**** Data for the task ****

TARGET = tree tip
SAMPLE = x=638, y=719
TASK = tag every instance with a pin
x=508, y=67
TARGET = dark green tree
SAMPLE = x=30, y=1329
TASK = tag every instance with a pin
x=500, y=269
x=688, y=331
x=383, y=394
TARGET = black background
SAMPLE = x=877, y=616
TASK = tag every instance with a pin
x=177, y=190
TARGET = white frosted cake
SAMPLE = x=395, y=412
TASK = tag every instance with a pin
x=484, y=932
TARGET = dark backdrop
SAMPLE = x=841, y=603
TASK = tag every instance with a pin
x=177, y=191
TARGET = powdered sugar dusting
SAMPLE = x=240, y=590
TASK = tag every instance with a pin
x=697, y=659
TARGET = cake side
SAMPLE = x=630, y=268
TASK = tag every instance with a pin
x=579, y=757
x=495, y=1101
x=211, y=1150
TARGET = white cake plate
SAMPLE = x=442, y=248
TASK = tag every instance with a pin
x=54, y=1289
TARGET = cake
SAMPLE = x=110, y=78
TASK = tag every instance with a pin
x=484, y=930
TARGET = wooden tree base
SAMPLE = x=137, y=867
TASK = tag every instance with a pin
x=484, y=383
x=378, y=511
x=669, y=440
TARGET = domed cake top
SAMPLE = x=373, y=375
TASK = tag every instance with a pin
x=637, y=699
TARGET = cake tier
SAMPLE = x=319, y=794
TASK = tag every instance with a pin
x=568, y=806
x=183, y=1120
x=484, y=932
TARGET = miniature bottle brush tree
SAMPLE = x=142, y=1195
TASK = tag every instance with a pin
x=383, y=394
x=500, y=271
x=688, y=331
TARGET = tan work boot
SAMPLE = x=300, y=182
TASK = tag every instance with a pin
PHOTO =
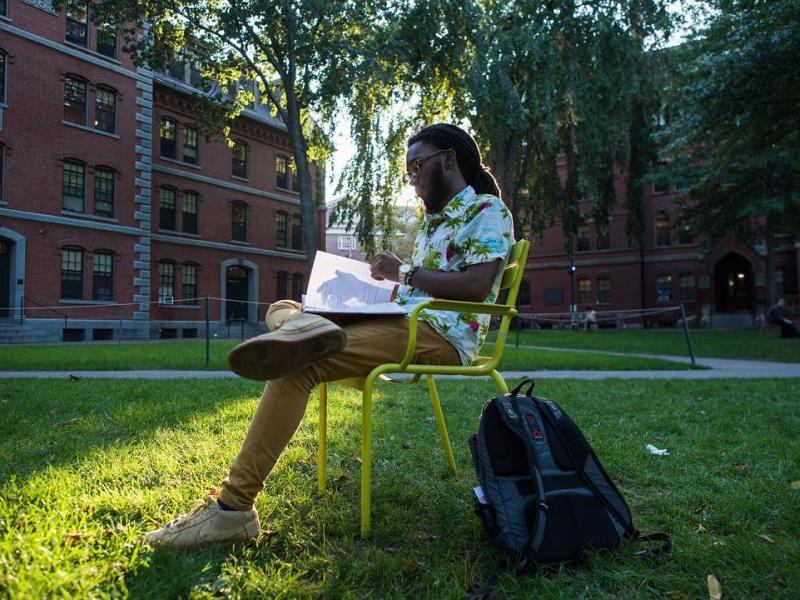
x=206, y=524
x=296, y=340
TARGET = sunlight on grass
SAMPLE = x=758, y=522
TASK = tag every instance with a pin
x=88, y=466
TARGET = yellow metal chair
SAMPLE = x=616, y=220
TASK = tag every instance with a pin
x=482, y=365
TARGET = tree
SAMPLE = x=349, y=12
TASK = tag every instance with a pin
x=735, y=141
x=299, y=52
x=538, y=82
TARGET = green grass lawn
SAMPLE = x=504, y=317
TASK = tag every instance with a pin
x=745, y=343
x=86, y=467
x=191, y=355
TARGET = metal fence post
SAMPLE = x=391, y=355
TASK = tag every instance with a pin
x=208, y=336
x=686, y=333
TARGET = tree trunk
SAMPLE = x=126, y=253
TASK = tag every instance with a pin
x=308, y=211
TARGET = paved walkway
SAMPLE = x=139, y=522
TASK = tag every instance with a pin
x=716, y=368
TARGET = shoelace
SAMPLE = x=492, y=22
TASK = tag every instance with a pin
x=183, y=520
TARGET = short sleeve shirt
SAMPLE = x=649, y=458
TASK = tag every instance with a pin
x=471, y=229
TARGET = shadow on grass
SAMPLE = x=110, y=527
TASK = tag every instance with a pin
x=47, y=423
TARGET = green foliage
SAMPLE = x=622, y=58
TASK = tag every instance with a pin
x=734, y=142
x=87, y=467
x=536, y=81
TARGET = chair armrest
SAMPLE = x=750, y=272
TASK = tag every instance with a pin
x=448, y=305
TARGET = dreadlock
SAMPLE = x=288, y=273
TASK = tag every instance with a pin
x=468, y=156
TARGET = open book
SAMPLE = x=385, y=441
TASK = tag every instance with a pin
x=343, y=285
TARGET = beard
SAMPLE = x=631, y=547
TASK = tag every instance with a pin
x=437, y=193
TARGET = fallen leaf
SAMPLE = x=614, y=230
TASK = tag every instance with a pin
x=72, y=538
x=714, y=588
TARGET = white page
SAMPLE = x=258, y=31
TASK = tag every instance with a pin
x=343, y=285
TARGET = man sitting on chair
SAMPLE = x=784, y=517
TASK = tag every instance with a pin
x=459, y=254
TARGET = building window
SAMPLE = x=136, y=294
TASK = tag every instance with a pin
x=687, y=287
x=664, y=288
x=297, y=232
x=107, y=41
x=103, y=276
x=239, y=160
x=72, y=273
x=584, y=290
x=166, y=282
x=104, y=191
x=73, y=186
x=662, y=229
x=602, y=239
x=169, y=138
x=166, y=208
x=75, y=100
x=582, y=237
x=282, y=285
x=190, y=143
x=105, y=110
x=297, y=287
x=524, y=298
x=604, y=289
x=239, y=221
x=190, y=212
x=780, y=275
x=346, y=242
x=281, y=172
x=685, y=234
x=77, y=22
x=295, y=178
x=2, y=77
x=281, y=229
x=189, y=291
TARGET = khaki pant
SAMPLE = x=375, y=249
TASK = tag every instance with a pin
x=370, y=343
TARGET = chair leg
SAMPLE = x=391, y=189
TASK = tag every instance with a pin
x=366, y=456
x=437, y=410
x=323, y=437
x=499, y=382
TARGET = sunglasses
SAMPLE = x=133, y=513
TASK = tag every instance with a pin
x=413, y=173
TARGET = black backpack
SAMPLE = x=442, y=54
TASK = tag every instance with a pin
x=544, y=496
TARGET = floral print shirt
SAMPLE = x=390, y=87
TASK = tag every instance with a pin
x=471, y=229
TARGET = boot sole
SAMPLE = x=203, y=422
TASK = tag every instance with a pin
x=278, y=355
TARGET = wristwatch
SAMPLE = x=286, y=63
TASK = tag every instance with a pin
x=402, y=273
x=406, y=272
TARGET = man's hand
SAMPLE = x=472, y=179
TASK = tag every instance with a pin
x=385, y=265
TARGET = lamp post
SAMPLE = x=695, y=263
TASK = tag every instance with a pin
x=572, y=291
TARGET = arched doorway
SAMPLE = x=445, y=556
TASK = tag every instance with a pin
x=5, y=278
x=733, y=283
x=236, y=292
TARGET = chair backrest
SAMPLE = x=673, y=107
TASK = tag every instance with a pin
x=512, y=280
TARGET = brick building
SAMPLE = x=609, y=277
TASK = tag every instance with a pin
x=117, y=215
x=726, y=284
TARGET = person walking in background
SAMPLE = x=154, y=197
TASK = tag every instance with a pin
x=776, y=317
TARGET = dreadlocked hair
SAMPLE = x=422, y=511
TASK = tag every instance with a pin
x=468, y=156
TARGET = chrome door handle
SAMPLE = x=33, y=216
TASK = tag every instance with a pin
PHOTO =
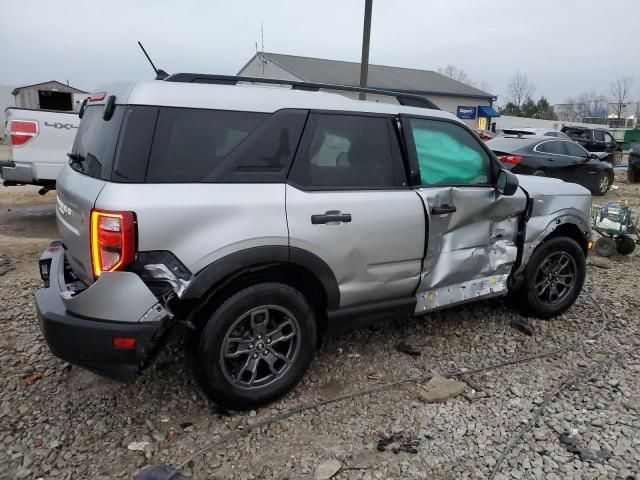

****

Exercise:
Tally the lines above that include "background", and reply with only the tally.

Output of the task:
2